━━━━━ PASSAGE TO READ ━━━━━

The regression models considered in Chapters 5 to 7 allow for the mean of the distribution of the dependent variable to vary over time by specifying the mean as a function of a set of exogenous variables. An important feature of these models is that the mean is specified to be time-varying but the variance is assumed to be constant, or homoskedastic. A natural extension of homoskedastic regression models, therefore, is to specify the variance as a function of a set of exogenous variables thereby allowing the variance to be time-varying as well. This class of model is referred to as the heteroskedastic regression model.

In this chapter, the maximum likelihood framework is applied to estimating and testing the heteroskedastic regression model. More general models, in which both heteroskedasticity and autocorrelation structures are present in systems of equations by combining the variance specifications of this chapter with the autocorrelation specifications of Chapter 7, are also considered. In specifying this class of model, the parametric form of the distribution of the disturbances is usually assumed to be normal but this assumption can also be relaxed.

━━━━━

• _GIVEN TASK A_
Copy the entries word for word, starting at the line with "Where can the pine" and going through the last line of the entries. Leave out the pictures.

━━━━━ DATA RECORDS ━━━━━

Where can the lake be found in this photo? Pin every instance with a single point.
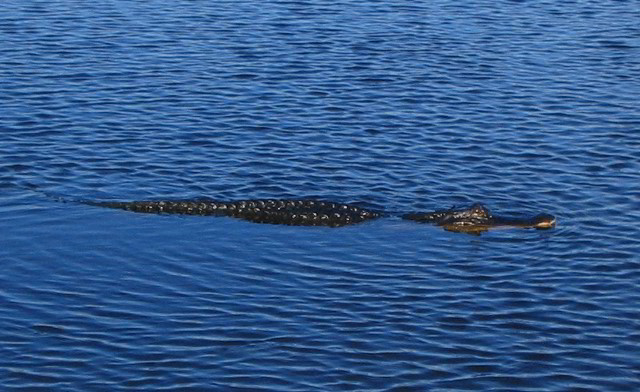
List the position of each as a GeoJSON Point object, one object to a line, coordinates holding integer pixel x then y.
{"type": "Point", "coordinates": [527, 107]}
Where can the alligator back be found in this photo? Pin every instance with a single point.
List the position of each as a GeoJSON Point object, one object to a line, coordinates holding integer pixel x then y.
{"type": "Point", "coordinates": [287, 212]}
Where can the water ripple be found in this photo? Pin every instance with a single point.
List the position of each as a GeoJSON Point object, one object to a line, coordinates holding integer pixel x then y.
{"type": "Point", "coordinates": [527, 107]}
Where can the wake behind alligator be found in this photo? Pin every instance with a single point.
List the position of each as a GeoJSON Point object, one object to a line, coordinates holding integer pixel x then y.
{"type": "Point", "coordinates": [307, 212]}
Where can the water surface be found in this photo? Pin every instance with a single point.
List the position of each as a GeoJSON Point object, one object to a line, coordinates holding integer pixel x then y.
{"type": "Point", "coordinates": [525, 106]}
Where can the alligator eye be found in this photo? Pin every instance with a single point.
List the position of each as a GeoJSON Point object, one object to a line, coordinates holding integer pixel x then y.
{"type": "Point", "coordinates": [544, 221]}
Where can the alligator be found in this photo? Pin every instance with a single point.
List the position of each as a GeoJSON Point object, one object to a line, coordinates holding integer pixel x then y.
{"type": "Point", "coordinates": [307, 212]}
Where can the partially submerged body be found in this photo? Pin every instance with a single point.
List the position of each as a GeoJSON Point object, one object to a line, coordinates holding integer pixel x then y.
{"type": "Point", "coordinates": [283, 212]}
{"type": "Point", "coordinates": [475, 219]}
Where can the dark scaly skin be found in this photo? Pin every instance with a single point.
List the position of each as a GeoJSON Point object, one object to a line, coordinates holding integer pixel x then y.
{"type": "Point", "coordinates": [477, 219]}
{"type": "Point", "coordinates": [287, 212]}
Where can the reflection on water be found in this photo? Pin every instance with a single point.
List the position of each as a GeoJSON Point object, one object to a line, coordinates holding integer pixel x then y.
{"type": "Point", "coordinates": [526, 107]}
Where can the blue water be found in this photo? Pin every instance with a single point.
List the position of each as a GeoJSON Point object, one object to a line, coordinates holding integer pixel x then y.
{"type": "Point", "coordinates": [525, 106]}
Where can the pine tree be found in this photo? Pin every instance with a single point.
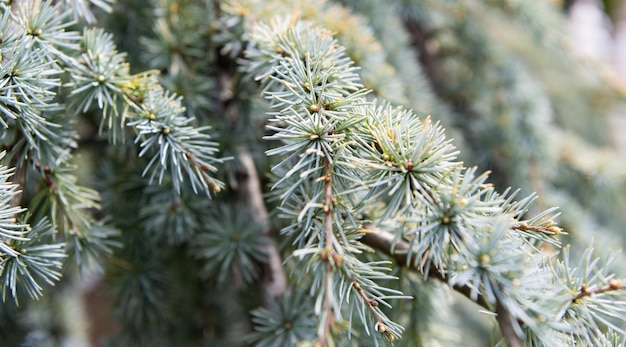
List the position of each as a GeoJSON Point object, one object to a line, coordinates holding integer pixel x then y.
{"type": "Point", "coordinates": [297, 173]}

━━━━━

• _GIVEN TASK B_
Put this sentence from the passage on regression models into Spanish: "This class of model is referred to as the heteroskedastic regression model."

• _CORRECT RESPONSE A_
Where can the pine tree be found in this photo? Pin every instance with a single point.
List the position of each as a GeoJSON Point object, one object to a line, coordinates holding integer pixel x then y.
{"type": "Point", "coordinates": [297, 173]}

• _CORRECT RESPONSE B_
Esta clase de modelo se denomina modelo de regresión heteroscedástico.